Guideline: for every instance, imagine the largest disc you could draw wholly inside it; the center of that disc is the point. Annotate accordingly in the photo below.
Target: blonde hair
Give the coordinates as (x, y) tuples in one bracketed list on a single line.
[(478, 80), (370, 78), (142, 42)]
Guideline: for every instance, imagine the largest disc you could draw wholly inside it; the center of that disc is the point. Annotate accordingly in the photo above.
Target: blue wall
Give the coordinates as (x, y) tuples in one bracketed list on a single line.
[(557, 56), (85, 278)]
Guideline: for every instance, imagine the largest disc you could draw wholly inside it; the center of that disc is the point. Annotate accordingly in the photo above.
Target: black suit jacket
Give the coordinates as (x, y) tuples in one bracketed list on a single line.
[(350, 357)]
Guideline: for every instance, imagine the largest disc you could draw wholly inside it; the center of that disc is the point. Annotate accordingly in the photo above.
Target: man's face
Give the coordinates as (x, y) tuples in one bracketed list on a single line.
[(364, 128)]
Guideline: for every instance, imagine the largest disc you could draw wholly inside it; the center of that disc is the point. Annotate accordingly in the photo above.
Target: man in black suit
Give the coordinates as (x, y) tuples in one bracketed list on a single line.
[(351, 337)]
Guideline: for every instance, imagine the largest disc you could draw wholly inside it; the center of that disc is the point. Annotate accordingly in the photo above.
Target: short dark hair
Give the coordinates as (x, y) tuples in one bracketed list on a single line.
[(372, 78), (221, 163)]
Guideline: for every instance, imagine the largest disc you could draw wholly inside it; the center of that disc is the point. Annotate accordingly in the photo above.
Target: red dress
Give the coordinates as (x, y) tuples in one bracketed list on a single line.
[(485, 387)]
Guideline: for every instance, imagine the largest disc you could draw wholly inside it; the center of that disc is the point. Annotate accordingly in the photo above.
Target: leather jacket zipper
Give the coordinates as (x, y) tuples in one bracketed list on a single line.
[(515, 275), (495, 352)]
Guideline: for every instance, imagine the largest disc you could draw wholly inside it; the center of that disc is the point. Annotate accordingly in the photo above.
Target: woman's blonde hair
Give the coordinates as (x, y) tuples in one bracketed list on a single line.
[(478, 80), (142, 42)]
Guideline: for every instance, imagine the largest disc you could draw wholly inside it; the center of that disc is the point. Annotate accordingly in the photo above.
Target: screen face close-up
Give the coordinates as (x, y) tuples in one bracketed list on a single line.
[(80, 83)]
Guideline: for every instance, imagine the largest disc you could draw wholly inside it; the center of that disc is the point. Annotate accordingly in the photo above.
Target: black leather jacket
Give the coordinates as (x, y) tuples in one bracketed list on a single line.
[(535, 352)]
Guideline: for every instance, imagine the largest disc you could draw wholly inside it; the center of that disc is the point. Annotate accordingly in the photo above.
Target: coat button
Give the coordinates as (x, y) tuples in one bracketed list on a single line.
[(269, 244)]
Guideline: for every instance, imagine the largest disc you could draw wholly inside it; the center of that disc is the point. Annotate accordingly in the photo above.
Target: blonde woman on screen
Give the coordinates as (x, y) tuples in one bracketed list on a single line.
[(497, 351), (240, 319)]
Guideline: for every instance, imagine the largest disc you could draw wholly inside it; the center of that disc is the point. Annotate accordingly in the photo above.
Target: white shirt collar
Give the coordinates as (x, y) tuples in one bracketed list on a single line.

-=-=-

= Requirements =
Copy everything from the start of the material down through the line containing "[(478, 80), (370, 78), (142, 42)]", swapping "largest disc" for "biggest circle" and leaving all else unchanged.

= Response =
Guideline: for every instance, imagine the biggest circle you could draw wholly inside it; the center of that disc is the point. Annotate accordingly in the photo below.
Target: blonde hair
Give the coordinates as (x, y) tuples in one bracketed list on a single line.
[(478, 80), (370, 78), (142, 42)]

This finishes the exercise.